## TO DO:
Will you restate verbatim the lines running from the line with "Where can you spot the shadow" to the end of the data, leaving out everything else?

## ENTRIES:

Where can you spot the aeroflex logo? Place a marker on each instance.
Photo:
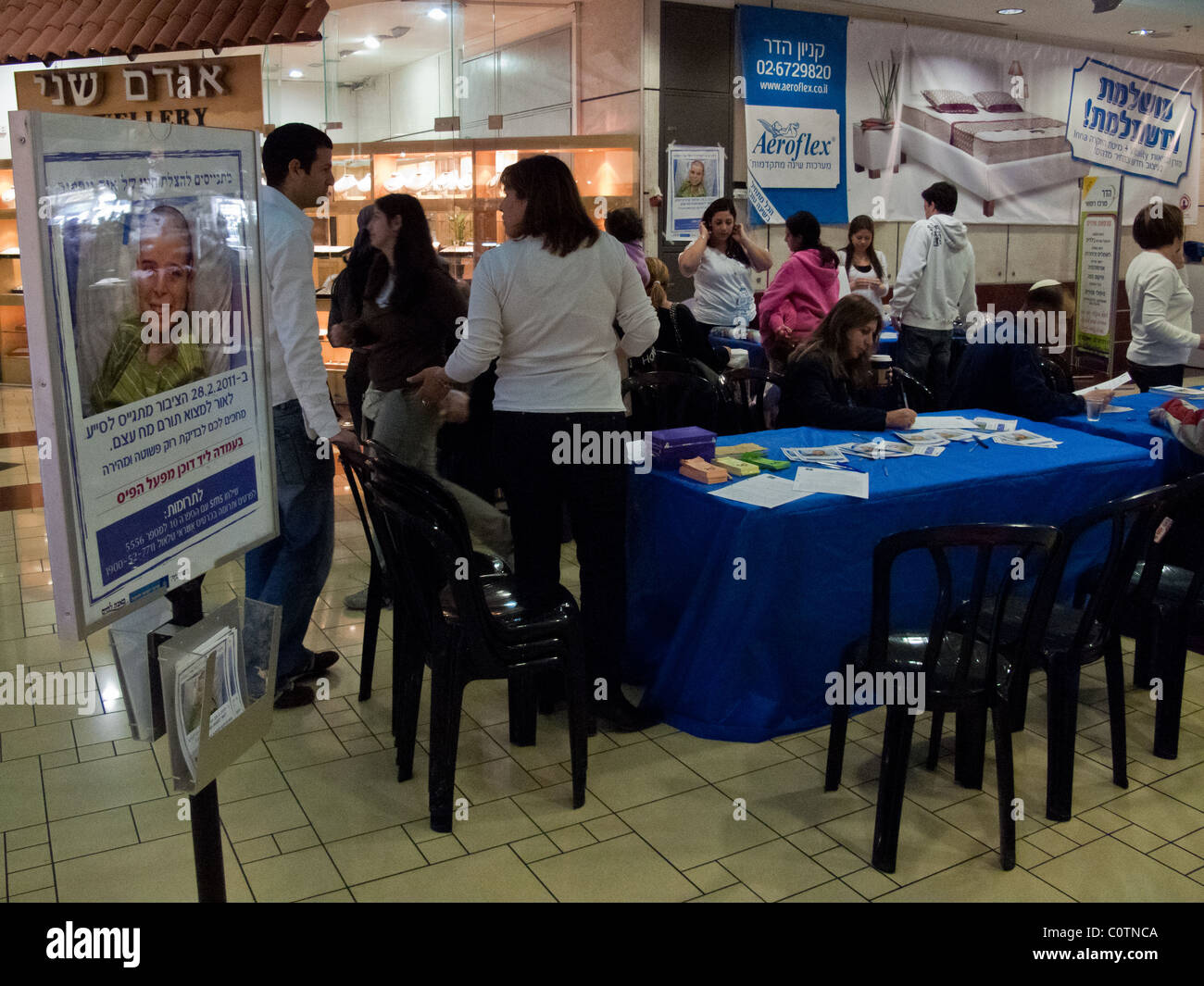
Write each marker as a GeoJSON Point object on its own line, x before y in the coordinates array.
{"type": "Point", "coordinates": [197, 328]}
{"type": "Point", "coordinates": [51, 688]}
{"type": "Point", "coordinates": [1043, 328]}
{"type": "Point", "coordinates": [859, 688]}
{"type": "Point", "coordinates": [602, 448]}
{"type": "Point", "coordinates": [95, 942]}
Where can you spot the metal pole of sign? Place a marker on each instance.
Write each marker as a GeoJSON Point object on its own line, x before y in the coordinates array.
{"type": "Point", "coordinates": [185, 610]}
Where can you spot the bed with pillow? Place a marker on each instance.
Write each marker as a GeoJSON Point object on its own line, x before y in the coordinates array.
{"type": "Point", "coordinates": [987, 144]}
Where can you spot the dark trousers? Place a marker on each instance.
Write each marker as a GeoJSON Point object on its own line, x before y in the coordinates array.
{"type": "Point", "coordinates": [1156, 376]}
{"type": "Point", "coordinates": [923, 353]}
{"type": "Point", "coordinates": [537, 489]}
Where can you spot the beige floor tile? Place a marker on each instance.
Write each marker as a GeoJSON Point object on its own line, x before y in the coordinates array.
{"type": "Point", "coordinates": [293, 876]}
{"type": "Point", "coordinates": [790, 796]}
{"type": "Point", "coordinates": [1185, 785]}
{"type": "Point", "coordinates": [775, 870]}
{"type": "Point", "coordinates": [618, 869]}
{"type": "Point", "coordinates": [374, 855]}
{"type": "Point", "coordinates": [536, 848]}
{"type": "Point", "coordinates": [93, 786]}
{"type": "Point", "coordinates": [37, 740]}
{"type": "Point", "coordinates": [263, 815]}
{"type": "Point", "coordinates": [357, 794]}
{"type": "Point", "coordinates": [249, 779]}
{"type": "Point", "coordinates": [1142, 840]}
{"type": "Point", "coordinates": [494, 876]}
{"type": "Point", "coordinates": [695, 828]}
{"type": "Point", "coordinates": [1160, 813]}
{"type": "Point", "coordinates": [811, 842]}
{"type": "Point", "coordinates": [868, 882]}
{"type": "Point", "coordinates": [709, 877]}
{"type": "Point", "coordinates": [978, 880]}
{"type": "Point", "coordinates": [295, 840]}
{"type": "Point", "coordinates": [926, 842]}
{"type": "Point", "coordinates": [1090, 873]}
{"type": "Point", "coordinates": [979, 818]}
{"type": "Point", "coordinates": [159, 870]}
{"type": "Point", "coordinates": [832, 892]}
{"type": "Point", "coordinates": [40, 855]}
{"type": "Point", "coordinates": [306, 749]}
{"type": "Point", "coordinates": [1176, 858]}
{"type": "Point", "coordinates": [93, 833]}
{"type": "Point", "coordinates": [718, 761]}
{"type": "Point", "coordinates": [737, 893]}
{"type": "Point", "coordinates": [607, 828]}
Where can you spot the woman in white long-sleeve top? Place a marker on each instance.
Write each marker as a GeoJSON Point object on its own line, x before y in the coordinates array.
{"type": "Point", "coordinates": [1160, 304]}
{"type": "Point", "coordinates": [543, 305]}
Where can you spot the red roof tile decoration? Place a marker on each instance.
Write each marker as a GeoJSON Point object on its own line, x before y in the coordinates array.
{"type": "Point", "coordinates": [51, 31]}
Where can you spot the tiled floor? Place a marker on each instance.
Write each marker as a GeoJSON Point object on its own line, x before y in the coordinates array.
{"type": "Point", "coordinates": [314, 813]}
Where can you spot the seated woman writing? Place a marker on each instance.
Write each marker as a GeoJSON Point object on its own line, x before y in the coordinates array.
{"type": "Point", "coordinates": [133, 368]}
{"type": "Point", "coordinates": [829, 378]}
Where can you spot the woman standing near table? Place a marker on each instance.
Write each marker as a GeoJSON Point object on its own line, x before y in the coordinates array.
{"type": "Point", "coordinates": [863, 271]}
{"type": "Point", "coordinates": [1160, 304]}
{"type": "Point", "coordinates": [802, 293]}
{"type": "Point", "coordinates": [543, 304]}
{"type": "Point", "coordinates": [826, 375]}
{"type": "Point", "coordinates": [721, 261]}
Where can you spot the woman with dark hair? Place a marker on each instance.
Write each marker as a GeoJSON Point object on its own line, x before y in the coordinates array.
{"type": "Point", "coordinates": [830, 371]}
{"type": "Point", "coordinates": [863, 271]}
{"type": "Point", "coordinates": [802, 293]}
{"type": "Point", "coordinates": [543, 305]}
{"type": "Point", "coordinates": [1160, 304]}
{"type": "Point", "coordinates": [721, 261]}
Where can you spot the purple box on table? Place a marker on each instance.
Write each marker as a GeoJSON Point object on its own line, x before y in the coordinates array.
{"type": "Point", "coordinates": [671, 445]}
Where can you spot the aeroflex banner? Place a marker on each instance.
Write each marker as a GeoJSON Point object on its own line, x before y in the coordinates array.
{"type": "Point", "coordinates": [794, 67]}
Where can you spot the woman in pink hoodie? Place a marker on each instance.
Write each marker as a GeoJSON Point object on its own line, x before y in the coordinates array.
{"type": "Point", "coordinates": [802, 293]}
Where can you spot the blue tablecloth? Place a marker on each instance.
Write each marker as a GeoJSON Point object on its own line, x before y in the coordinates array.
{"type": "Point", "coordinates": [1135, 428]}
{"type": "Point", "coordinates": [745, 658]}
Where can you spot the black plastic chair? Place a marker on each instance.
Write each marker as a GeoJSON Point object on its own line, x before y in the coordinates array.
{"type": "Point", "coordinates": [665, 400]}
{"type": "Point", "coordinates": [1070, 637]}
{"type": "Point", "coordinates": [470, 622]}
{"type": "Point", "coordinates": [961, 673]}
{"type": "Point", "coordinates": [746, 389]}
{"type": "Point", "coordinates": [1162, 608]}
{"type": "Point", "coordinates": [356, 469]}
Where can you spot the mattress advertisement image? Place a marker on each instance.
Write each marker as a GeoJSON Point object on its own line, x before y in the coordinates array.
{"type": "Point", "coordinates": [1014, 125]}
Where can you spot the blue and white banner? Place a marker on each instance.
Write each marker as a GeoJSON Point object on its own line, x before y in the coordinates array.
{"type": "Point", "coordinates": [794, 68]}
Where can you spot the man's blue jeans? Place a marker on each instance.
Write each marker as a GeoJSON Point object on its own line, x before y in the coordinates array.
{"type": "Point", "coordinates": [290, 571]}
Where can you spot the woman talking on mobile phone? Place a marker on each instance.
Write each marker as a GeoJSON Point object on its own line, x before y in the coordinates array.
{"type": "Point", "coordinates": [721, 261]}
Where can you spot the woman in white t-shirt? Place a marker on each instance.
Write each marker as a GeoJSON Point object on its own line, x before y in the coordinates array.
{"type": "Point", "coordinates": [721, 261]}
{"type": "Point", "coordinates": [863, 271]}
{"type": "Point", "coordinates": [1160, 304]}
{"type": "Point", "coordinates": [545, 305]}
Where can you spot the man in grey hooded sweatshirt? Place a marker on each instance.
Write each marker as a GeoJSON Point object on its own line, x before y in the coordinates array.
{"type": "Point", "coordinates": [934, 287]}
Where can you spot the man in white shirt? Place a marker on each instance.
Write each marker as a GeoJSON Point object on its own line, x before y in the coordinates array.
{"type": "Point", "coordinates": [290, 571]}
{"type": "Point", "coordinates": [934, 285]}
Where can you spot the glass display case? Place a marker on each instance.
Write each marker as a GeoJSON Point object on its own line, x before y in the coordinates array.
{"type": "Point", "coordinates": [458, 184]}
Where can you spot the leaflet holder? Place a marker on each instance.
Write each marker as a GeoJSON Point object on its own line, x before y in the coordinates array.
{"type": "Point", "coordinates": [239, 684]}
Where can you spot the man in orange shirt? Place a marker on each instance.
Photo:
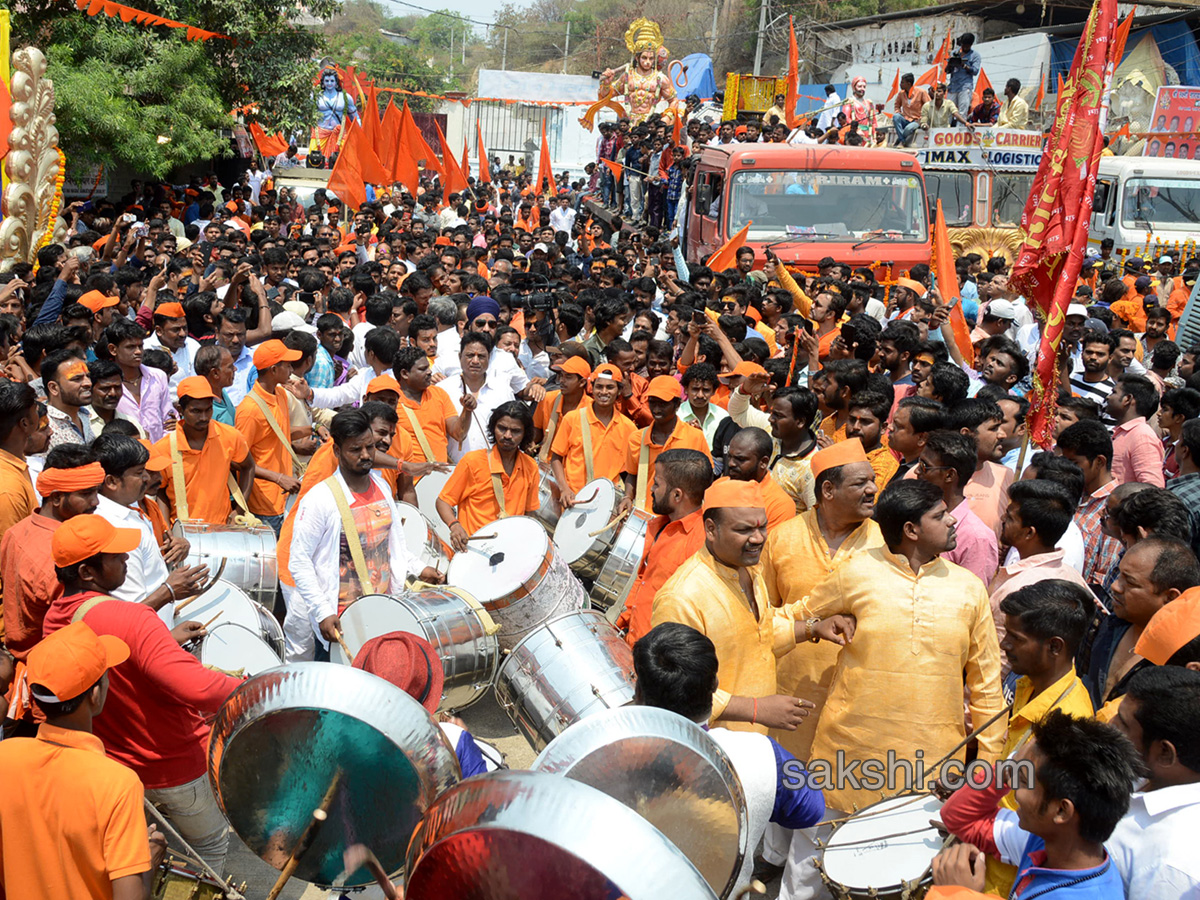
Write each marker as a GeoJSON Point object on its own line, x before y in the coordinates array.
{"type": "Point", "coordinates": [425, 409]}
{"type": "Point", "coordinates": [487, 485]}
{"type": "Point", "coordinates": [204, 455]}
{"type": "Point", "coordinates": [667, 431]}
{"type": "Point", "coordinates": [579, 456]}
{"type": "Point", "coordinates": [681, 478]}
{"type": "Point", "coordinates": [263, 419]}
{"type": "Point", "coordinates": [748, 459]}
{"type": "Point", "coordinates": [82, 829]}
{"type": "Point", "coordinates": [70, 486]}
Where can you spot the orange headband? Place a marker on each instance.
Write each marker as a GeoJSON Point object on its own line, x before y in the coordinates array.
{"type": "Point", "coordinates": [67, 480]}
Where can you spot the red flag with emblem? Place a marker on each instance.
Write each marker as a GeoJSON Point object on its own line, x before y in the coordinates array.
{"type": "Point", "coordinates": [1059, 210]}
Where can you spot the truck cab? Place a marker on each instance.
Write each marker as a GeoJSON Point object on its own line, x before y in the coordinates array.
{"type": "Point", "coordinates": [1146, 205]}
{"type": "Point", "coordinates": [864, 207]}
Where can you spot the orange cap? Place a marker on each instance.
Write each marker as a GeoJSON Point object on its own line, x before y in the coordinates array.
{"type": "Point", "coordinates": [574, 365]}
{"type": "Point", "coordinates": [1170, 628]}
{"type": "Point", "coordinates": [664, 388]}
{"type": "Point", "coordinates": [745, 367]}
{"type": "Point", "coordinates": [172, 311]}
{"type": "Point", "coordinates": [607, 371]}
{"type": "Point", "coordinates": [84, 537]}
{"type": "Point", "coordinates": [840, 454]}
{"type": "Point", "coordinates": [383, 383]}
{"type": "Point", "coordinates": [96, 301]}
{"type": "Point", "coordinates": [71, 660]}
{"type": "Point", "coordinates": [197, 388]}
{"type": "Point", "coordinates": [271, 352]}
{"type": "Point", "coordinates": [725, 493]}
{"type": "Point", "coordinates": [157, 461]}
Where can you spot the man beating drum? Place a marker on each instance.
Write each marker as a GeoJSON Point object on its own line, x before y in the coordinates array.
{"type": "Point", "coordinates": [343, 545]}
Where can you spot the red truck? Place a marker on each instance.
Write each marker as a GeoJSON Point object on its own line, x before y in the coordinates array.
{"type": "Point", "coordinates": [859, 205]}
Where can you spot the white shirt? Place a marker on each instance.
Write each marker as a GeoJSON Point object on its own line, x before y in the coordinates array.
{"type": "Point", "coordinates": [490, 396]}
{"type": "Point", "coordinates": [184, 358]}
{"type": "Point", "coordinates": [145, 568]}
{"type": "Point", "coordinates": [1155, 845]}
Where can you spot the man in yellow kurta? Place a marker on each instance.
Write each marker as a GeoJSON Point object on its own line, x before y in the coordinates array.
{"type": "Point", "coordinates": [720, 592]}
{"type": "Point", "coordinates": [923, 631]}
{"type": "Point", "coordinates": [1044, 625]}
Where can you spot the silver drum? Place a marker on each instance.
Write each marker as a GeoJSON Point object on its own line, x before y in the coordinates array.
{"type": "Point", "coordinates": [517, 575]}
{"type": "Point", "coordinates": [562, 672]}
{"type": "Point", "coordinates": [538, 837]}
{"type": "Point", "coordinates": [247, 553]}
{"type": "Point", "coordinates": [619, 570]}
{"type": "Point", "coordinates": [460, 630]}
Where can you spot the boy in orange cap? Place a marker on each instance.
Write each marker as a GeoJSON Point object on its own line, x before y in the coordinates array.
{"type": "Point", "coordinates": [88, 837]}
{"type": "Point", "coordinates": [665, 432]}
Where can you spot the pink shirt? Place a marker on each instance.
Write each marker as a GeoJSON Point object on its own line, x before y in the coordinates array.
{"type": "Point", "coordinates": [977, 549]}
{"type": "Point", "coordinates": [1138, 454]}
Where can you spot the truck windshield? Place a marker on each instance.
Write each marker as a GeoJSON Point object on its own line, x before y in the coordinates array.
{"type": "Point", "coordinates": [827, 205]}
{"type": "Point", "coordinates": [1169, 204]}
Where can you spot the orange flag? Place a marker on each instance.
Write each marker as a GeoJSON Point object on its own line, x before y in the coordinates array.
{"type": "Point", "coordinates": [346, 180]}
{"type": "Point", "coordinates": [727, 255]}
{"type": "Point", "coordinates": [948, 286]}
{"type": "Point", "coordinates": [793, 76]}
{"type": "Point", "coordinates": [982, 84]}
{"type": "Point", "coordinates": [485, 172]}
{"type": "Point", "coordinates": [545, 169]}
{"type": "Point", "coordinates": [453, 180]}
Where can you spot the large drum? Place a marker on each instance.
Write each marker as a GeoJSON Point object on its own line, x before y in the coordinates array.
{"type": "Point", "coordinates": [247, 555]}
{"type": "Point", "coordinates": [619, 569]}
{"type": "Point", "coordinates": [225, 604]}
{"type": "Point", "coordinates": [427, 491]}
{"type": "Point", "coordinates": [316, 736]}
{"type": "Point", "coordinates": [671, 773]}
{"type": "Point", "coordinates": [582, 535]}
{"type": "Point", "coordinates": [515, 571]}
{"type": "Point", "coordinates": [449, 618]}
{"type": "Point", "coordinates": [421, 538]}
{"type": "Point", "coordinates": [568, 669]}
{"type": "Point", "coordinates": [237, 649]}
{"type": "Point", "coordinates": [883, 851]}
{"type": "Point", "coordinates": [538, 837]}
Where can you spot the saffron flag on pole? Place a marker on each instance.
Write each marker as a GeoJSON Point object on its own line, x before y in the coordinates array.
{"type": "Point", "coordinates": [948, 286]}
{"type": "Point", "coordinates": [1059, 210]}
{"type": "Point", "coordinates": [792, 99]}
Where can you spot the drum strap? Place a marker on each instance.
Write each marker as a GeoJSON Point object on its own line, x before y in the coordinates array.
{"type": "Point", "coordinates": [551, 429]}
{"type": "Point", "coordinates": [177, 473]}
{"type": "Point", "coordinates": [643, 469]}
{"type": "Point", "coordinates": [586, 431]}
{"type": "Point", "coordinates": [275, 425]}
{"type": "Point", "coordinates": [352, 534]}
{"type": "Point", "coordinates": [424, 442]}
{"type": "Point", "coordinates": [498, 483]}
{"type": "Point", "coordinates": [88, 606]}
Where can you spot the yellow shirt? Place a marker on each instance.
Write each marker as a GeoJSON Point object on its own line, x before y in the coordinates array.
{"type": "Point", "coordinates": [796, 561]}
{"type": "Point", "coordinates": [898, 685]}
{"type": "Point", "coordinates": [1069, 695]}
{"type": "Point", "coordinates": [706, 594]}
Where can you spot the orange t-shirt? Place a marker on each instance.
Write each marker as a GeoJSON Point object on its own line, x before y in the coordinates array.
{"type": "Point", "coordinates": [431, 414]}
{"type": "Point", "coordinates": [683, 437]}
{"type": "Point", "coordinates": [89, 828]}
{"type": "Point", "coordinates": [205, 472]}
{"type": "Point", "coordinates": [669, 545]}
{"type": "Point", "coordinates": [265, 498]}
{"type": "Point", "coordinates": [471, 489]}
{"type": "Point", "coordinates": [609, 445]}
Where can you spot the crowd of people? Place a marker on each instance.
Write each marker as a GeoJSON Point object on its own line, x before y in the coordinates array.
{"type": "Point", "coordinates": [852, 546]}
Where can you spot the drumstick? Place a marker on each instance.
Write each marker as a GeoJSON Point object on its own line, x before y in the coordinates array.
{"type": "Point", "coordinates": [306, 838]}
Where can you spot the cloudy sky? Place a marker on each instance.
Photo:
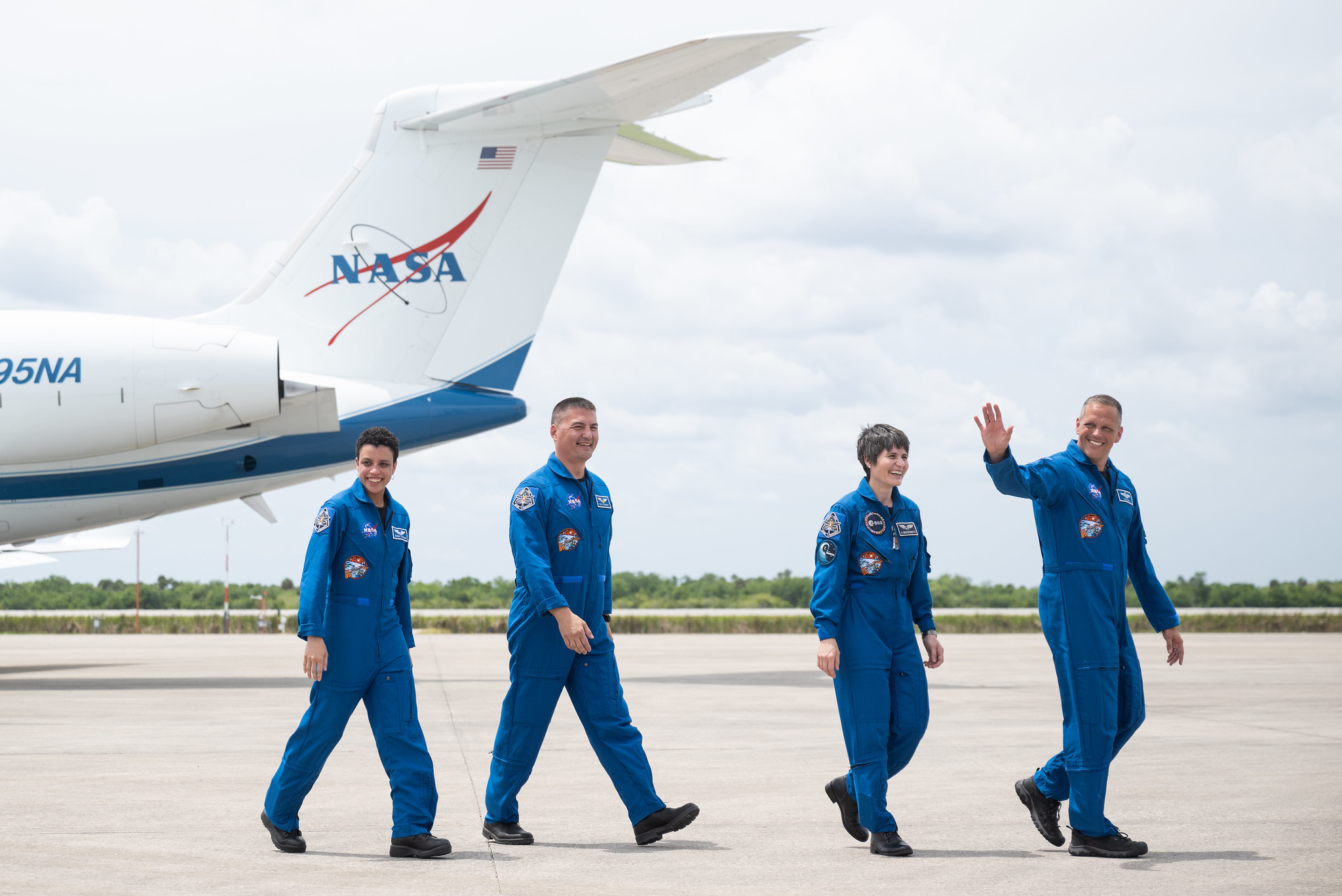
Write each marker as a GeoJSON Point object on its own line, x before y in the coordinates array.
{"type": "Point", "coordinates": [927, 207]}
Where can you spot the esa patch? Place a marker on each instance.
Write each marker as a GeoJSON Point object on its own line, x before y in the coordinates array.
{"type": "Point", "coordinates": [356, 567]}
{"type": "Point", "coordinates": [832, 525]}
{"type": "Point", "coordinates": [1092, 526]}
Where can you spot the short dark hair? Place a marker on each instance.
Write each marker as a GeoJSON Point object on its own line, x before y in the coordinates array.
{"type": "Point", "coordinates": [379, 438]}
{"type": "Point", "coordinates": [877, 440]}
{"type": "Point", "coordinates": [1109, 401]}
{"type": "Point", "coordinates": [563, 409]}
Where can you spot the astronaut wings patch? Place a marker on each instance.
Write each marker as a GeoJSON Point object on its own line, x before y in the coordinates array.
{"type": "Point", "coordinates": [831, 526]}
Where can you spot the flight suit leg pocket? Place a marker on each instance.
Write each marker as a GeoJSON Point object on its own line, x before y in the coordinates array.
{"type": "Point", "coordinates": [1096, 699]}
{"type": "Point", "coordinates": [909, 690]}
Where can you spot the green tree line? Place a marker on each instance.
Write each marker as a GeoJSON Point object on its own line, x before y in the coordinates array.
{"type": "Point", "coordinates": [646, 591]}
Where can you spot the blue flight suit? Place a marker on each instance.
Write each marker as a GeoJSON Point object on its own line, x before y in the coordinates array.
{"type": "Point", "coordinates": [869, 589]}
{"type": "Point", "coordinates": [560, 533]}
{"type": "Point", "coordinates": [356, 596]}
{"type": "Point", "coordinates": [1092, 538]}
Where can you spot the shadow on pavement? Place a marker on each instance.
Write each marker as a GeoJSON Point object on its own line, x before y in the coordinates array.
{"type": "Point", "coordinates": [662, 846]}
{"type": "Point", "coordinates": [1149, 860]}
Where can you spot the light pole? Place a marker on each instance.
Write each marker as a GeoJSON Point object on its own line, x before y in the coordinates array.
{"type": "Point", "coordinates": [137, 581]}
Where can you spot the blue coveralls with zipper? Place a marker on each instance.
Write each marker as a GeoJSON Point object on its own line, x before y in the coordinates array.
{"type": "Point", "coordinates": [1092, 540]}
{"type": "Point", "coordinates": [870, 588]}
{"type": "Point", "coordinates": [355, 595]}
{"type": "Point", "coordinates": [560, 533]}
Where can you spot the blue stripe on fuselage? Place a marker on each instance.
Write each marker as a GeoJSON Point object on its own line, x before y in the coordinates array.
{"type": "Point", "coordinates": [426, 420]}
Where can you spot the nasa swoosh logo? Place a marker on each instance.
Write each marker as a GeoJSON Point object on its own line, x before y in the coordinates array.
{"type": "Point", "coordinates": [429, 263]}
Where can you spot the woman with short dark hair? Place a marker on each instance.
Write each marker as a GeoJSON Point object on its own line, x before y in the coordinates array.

## ANSWER FOR THE TASK:
Where can you spot the shadow on pavement? Place a marker on each instance.
Write each marker as a GeoJSON Point object on its own line, x before y in the coordinates array.
{"type": "Point", "coordinates": [662, 846]}
{"type": "Point", "coordinates": [1149, 860]}
Where can you spot the light pole? Place a marker on each instance.
Write each marker as a GeoJSON Point object on its own line, x before y in the coordinates array.
{"type": "Point", "coordinates": [137, 581]}
Where can you spot the blue coveralls with zipper? Place a marker on each instance.
Write each marker as a GeoJSON Point object on its own line, x before y in the coordinates array.
{"type": "Point", "coordinates": [1092, 540]}
{"type": "Point", "coordinates": [870, 588]}
{"type": "Point", "coordinates": [355, 595]}
{"type": "Point", "coordinates": [560, 533]}
Where can you spot the blue stripe on fuselage? Place a marker on each instance.
Write each marker as a GeoJSON Point object on its own line, x before y in the coordinates array.
{"type": "Point", "coordinates": [426, 420]}
Where can you spot the nasa swoosh logo? Place a marker on each instance.
Write each marker as a GeoJSON Point object on its own line, x before y in the coordinates array.
{"type": "Point", "coordinates": [429, 263]}
Where can you spot the woman with short dark hair? Place a marker on each instance.
Write each marker as a GeoJSON Point object on its own line, x before y in the coordinates array.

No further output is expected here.